---------- Quoted text ----------
Final-year Geometric Modelling Course

1996 Exam

1

1. How does the depth buffer make pictures of three-dimensional objects?

2. Show how a face `model' can represent a non-solid object.

3. What is the difference between a face `model' and a boundary-representation (B-rep) model?

4. The extended Euler-Poincaré formula for checking topological consistency in a B-rep modeller is . What do the variables mean?

5. Draw a shape for which the simple Euler-Poincaré formula (F+V-E = 2) is not valid, and show that it isn't.

6. Some real objects have curved surfaces. Some simple geometric modellers have to approximate curved surfaces with small facets. Give an example of a use of a model where facets would be inconvenient.

7. Give an example of a use of a faceted model where the faceting wouldn't matter.

8. What sort of engineering components would a Duct-type modeller be good at modelling?
----------
Required work:
1 - Based on the 1996 exam, explain in one to three sentences why some simple geometric modelers use small facets.
2 - What does the 1996 exam give as the simple Euler-Poincaré formula?
The listing that follows has no connection to the exam above.
---------- Dataset content ----------
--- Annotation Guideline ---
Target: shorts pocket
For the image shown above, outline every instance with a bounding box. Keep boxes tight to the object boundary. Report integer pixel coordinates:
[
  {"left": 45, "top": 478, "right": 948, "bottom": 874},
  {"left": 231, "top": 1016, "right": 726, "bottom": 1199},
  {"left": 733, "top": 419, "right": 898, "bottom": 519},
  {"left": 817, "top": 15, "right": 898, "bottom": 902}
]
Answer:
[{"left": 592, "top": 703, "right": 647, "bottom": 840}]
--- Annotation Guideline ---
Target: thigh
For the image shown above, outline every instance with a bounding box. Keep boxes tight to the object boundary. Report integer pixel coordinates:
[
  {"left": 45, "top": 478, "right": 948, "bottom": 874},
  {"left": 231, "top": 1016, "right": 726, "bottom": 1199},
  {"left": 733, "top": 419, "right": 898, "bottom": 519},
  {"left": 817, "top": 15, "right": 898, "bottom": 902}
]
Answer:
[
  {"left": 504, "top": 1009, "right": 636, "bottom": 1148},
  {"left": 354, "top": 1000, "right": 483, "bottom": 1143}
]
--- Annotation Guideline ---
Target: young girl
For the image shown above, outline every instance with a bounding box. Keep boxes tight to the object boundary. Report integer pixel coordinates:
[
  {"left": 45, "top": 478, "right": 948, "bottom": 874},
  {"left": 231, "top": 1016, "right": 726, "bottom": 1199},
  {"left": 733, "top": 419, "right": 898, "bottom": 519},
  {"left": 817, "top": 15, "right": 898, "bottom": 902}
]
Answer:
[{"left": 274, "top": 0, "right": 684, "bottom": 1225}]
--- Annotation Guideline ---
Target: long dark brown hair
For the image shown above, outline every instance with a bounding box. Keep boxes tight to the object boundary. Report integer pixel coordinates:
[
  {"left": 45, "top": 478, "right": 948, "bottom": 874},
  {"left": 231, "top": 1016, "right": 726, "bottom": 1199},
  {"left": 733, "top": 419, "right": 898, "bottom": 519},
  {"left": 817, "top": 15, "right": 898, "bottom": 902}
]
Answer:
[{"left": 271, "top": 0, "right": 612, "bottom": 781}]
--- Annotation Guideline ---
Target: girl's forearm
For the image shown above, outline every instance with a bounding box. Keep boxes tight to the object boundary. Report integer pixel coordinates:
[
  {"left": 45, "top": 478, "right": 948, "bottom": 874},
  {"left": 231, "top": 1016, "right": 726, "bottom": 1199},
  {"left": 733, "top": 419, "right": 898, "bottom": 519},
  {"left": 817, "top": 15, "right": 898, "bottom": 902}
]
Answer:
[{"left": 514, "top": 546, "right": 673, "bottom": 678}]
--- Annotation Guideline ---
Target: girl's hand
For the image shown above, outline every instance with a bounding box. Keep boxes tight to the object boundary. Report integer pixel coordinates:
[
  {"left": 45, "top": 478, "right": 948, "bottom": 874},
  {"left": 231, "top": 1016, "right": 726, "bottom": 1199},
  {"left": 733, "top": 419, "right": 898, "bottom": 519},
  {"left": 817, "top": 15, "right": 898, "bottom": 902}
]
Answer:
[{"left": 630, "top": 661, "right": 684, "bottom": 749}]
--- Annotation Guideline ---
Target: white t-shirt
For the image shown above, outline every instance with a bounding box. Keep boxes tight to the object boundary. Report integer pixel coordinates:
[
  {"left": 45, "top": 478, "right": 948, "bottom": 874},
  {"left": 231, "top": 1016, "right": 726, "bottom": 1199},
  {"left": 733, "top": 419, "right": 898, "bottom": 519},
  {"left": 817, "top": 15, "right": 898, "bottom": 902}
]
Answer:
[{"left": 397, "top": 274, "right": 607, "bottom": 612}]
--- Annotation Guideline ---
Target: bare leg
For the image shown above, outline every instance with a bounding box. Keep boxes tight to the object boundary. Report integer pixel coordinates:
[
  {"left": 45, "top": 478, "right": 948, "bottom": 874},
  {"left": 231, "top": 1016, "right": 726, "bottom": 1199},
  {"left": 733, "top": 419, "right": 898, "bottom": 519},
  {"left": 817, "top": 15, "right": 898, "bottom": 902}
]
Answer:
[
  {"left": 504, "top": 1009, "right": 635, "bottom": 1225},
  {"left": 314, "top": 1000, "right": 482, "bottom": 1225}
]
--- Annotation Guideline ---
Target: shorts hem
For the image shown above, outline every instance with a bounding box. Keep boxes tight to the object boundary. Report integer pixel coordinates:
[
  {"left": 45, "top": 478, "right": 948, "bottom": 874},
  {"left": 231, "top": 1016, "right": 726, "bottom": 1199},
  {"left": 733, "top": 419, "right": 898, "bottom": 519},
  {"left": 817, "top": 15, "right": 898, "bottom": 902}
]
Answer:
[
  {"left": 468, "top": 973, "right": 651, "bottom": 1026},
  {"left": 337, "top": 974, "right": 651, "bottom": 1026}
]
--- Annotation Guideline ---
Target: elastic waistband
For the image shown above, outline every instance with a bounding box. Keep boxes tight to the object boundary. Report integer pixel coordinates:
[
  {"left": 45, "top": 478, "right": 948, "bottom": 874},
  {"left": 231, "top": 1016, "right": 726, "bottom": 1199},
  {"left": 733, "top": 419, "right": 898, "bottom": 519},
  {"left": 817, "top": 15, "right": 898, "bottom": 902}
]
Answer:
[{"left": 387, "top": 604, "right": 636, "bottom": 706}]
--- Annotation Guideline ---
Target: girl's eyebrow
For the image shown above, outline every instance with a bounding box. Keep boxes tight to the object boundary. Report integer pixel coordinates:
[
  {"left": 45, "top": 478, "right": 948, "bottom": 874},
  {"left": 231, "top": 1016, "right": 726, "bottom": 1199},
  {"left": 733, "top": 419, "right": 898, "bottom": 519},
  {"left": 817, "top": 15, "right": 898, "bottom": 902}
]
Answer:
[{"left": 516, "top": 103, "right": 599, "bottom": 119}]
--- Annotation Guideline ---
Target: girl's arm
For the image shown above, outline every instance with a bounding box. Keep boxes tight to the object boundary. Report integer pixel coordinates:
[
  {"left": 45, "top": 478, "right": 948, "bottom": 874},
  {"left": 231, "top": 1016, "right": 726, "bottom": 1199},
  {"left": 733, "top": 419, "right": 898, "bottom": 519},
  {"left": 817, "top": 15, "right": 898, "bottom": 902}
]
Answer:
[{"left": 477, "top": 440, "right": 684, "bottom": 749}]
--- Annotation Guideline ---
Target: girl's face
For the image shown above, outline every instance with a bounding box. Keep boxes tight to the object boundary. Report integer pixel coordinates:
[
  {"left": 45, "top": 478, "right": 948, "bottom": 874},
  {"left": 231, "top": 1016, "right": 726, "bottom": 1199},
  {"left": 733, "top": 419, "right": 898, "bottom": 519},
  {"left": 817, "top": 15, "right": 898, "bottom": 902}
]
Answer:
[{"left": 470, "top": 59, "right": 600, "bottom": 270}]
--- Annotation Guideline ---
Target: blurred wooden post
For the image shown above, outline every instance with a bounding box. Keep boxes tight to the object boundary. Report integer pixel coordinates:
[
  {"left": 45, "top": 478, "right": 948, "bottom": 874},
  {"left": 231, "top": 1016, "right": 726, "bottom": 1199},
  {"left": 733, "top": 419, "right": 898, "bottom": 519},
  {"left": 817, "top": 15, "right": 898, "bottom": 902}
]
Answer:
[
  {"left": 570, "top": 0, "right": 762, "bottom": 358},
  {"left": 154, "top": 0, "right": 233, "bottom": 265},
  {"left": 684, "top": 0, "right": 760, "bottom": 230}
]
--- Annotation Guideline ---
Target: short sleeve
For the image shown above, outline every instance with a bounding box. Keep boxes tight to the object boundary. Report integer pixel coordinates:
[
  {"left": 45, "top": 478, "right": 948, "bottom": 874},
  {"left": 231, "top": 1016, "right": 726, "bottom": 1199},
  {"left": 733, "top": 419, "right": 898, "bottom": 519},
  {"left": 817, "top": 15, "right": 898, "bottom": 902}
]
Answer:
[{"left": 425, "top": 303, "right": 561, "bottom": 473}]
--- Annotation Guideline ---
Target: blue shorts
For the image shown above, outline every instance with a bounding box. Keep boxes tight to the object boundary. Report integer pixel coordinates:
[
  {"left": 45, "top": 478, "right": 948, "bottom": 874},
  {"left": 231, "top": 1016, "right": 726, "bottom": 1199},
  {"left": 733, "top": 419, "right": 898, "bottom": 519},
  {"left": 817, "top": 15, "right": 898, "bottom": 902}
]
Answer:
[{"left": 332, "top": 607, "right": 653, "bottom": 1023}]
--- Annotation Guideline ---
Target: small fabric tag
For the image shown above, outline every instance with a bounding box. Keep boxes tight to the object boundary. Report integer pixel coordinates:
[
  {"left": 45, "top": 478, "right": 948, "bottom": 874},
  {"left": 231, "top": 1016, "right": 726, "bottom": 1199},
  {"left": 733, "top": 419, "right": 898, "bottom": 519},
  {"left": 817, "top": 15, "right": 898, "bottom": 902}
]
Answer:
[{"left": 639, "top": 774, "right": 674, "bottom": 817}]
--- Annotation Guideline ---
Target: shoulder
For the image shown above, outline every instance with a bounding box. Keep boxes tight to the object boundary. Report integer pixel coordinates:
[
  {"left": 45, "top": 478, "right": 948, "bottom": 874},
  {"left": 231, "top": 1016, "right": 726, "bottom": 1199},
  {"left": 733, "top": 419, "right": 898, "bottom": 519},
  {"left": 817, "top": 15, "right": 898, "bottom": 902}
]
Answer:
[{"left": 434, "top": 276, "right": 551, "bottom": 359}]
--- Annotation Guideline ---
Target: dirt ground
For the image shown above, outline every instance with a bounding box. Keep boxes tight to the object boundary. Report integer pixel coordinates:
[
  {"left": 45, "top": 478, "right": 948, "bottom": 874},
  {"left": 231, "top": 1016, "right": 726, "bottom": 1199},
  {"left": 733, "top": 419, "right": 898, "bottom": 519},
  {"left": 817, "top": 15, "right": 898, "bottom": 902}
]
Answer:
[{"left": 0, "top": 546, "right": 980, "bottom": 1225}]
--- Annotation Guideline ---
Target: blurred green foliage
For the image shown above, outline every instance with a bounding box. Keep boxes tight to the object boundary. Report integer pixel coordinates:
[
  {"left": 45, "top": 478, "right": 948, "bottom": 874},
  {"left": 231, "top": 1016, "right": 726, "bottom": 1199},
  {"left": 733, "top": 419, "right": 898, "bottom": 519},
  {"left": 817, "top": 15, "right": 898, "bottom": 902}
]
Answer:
----------
Responses by task:
1 - Some real objects have curved surfaces. Some simple geometric modelers have to approximate those curved surfaces with small facets.

2 - F+V-E = 2